• **Exercise requirements**:
The pictures get dropped, while every remaining part of the listing is copied exactly.

• **Records shown**:

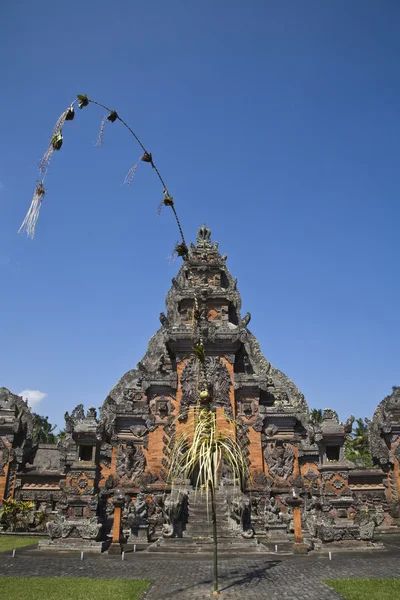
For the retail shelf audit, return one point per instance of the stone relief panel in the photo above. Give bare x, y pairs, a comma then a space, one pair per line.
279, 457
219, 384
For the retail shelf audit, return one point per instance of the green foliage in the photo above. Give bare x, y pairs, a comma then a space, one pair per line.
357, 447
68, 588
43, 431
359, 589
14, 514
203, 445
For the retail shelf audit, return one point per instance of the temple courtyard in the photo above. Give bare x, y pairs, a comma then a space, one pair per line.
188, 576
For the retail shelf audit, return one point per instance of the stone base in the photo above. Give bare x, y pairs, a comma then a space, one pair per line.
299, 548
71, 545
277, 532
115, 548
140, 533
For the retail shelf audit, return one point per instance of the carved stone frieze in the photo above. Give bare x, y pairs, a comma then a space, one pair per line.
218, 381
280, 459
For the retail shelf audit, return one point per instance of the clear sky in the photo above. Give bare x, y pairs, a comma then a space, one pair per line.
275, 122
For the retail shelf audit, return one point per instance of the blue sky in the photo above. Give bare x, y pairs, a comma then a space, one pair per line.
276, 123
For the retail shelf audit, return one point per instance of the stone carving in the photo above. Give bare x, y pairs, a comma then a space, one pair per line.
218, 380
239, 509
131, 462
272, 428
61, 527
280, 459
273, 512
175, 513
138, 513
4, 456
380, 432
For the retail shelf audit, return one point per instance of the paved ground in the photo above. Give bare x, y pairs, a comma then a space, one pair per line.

• **Exercise output**:
For the retail shelf audit, return one point per instance of the stone relief panel in the photo above. Give bare x, y pairs, a comma then a space, one pair per line.
279, 457
219, 384
For the retail shelf audit, return one point per instance of the green foliage in the photo above. Give bare x, y pairs, a comma then a space, one pair per line.
357, 447
68, 588
43, 431
359, 589
14, 514
203, 445
For the retail shelf audit, return one point per instance of the temple courtyard in the photo above. Give bare x, y pairs, a comma then a space, one pair per line.
188, 576
For the retail shelf audit, return one point per instance of the stone base in the photo above. Give bare x, y pairs, a comma then a space, one pair per line.
299, 548
71, 545
277, 532
115, 548
140, 533
For the retail shelf audit, return one point per instance of the carved stone frieze in the photo above. Give bare x, y pairs, a comma then a space, one pair per line.
218, 381
280, 459
For the retail shelf audit, return one point per instance of the clear sky in the photo above. Give bare x, y pairs, a comma then a space, one pair per line.
275, 122
For the retail shelf audit, return one point per instance of the blue sky in the photo above. Give bare x, y pairs, a comma then a space, one pair per line.
276, 123
For the retail shelf audit, return one point per instance of the stone carving in the photo above. Give bare x, y pairs, a comma then a space, one pair per line.
218, 380
239, 509
131, 462
272, 428
61, 527
280, 459
273, 512
175, 513
138, 513
4, 456
380, 432
For the retail shelf audit, return one point per instance of the paved ground in the photo above. Give bare x, y pairs, a comma then a space, one pair per line.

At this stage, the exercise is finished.